**Instruction**
Rewrite everything from the start of the entries down to the line containing "[197,71,246,105]", changing "determine" to "identify" and leaving the rest as it is.

**Records**
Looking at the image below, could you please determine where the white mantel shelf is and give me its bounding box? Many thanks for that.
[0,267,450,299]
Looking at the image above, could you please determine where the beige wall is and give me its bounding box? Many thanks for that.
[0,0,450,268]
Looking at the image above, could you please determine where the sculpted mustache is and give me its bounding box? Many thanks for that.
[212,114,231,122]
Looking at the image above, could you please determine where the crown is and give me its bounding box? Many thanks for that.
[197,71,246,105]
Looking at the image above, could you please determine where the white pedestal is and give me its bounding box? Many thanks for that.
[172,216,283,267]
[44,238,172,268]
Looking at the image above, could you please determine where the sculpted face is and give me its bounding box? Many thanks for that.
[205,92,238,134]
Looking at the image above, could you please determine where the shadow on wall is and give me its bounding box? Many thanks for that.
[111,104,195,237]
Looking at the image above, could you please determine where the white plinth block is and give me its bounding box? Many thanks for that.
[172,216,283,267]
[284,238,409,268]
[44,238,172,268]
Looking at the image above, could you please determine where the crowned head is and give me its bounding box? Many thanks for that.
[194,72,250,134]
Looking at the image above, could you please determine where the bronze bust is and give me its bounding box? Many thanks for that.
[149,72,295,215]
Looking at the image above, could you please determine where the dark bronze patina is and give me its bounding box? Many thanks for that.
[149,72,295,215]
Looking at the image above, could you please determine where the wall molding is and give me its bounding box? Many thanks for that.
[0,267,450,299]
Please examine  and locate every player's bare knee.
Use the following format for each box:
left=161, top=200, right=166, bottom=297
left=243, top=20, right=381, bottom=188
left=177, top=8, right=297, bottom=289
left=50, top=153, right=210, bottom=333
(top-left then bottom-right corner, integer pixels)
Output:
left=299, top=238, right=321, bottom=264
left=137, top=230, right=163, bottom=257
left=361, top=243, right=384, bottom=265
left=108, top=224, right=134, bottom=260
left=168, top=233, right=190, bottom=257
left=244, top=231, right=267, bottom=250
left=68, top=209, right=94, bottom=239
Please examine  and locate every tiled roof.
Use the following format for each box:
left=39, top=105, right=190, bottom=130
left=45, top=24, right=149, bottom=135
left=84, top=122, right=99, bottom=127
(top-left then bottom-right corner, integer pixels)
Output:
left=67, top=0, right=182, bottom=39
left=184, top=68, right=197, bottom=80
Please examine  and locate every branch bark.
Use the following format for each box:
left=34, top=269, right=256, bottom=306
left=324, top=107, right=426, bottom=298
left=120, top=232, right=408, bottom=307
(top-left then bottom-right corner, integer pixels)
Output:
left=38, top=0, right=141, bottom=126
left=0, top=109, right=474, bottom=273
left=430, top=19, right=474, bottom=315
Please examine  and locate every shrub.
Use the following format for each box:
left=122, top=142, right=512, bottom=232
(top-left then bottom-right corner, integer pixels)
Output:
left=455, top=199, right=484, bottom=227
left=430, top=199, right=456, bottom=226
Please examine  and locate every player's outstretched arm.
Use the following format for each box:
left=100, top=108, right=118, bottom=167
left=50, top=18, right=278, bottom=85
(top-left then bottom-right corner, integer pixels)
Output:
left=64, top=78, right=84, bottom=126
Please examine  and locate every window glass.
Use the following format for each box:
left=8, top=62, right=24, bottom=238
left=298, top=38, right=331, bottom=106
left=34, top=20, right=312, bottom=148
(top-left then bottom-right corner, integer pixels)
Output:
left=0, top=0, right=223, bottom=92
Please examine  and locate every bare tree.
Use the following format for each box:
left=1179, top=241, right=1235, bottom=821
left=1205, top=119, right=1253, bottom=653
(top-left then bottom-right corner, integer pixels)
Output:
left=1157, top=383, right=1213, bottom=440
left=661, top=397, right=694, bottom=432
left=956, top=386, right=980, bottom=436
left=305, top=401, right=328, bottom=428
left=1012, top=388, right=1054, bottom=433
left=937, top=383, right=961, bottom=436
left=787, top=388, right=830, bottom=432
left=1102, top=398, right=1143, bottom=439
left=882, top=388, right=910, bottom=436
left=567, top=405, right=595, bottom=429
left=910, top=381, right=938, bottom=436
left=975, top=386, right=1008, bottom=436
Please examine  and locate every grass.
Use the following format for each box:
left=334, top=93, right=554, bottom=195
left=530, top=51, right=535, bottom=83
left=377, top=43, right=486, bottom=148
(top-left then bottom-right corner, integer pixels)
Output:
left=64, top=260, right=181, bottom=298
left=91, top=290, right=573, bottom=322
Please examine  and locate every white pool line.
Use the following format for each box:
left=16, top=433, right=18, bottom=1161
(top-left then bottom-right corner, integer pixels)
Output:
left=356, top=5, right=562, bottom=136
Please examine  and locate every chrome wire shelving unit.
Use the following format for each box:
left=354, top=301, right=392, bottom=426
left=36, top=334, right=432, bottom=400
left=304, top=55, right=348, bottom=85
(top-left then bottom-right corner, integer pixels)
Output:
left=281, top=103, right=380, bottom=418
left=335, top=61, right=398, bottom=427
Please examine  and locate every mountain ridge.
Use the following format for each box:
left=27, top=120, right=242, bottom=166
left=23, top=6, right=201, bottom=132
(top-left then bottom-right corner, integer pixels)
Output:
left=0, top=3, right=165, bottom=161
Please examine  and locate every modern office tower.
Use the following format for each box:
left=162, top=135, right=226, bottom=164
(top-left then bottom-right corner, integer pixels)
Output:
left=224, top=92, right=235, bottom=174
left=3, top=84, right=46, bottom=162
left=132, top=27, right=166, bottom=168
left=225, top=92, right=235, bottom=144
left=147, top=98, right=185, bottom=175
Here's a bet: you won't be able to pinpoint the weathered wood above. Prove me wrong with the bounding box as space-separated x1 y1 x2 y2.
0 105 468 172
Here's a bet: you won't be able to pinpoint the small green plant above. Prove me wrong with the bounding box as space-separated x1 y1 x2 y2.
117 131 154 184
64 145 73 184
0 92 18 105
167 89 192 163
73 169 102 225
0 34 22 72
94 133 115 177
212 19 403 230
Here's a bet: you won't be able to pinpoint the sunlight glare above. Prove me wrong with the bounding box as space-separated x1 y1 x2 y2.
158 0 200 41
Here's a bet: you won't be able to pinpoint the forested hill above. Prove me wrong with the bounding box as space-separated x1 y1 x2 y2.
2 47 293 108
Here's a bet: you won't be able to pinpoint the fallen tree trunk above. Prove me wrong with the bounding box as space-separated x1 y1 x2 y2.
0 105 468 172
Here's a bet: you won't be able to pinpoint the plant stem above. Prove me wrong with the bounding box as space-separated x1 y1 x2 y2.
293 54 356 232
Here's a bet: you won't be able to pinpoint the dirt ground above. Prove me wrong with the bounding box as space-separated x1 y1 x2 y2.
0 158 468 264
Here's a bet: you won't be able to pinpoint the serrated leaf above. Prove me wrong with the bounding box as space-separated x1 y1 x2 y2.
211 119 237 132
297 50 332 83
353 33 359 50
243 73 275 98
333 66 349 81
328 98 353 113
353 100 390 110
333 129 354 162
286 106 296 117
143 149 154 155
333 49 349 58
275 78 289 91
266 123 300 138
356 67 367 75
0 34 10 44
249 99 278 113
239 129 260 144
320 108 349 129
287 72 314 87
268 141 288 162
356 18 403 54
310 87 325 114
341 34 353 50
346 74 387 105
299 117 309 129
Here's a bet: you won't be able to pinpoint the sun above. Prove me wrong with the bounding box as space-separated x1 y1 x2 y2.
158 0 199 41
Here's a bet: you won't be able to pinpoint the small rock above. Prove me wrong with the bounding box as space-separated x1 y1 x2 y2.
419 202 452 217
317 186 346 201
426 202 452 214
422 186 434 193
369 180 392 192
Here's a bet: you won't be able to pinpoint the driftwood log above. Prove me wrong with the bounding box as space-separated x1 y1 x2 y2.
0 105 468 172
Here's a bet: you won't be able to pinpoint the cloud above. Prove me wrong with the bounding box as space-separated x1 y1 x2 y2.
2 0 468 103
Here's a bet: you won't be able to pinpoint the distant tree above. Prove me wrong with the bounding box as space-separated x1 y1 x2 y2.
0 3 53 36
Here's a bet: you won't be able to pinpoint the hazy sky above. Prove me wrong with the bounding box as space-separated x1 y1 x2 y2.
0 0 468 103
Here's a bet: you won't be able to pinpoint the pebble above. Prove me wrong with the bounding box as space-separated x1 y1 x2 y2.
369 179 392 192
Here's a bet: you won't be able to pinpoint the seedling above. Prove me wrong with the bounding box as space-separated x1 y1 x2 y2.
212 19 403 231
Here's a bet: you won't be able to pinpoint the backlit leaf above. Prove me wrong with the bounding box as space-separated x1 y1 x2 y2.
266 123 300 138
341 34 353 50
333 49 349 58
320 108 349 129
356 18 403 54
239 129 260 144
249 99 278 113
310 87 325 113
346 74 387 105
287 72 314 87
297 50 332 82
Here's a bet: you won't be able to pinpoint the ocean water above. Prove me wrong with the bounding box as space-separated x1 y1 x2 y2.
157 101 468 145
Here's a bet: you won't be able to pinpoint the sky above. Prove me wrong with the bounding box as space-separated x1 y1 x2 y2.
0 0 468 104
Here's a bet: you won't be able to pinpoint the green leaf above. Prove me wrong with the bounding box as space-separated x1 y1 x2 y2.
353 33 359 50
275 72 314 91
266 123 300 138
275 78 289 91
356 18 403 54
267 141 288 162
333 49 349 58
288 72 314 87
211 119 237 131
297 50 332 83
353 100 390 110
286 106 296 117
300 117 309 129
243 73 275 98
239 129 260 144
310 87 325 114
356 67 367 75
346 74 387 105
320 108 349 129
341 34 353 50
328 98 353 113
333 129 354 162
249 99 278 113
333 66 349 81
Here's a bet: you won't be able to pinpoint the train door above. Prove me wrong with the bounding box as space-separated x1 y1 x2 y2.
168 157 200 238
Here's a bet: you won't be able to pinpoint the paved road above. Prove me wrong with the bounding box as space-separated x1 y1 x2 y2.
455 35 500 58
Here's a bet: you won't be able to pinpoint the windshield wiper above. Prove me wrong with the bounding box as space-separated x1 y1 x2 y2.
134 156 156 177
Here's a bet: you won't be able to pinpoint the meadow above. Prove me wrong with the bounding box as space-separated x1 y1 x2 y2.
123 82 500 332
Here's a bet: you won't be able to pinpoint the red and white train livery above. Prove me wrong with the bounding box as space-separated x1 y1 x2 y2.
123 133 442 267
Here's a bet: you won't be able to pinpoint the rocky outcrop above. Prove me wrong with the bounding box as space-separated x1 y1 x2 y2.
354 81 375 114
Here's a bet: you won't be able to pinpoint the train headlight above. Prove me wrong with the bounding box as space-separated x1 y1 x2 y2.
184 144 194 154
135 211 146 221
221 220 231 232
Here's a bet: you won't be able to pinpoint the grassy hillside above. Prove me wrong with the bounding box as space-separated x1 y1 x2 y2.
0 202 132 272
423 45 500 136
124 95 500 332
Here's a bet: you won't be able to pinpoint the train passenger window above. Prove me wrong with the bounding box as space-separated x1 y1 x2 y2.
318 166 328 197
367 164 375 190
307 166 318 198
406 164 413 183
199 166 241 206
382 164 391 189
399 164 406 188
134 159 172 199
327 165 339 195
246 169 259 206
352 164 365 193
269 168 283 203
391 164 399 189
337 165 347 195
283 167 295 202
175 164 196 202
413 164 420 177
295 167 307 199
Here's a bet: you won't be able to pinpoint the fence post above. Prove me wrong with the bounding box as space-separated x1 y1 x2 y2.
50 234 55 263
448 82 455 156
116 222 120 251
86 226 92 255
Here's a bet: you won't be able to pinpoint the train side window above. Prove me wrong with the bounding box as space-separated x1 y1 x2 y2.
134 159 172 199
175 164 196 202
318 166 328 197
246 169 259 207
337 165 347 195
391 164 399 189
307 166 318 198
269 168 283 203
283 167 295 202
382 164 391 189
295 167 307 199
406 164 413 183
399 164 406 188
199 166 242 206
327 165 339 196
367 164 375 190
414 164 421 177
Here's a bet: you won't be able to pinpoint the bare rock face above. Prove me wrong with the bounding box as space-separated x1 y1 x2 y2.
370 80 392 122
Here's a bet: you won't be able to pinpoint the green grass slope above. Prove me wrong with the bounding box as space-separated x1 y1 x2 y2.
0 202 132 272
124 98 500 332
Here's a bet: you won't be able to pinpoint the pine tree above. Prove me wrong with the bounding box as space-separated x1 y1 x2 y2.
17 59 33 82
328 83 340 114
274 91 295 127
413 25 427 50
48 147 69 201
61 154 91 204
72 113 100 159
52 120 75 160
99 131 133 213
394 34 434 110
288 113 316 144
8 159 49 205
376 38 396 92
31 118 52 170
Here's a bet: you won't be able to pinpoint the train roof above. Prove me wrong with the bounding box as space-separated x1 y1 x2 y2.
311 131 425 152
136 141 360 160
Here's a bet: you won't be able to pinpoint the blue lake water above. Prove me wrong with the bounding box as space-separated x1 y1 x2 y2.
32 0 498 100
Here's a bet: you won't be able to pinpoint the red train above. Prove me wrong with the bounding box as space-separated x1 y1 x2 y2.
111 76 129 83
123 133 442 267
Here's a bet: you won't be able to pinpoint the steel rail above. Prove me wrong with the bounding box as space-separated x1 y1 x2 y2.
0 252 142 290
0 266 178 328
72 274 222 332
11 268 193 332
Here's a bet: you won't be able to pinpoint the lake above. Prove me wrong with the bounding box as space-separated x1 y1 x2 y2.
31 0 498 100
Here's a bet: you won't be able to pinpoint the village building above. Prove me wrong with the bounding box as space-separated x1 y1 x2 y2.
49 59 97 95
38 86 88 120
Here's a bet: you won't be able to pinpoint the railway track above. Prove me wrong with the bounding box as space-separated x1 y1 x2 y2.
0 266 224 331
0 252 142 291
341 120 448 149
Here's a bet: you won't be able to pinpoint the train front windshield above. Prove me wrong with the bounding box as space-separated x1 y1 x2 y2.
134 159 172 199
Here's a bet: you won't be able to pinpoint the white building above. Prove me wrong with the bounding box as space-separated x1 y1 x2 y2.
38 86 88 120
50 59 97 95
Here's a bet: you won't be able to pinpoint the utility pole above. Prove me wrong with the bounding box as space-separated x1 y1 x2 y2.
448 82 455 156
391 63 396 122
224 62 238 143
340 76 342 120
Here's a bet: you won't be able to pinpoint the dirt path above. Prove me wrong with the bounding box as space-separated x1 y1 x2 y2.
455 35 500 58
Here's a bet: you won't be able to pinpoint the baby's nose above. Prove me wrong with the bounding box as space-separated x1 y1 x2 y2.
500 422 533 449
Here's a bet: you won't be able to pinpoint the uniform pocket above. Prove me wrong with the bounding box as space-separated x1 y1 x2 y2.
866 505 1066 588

**The solution**
Looking at the image below, could you please identify where the white mantel shelf is and give me its bounding box? Many thanks for that.
[0,267,450,299]
Looking at the image above, could you please identify where the beige wall is and give me its bounding box? Many thanks for that.
[0,0,450,268]
Looking at the image above, could you please identify where the sculpted mustache is and give me its bounding box? Many thanks for that.
[212,114,231,122]
Looking at the image above, could you please identify where the crown is and give me its bounding box? Many thanks for that.
[197,71,246,105]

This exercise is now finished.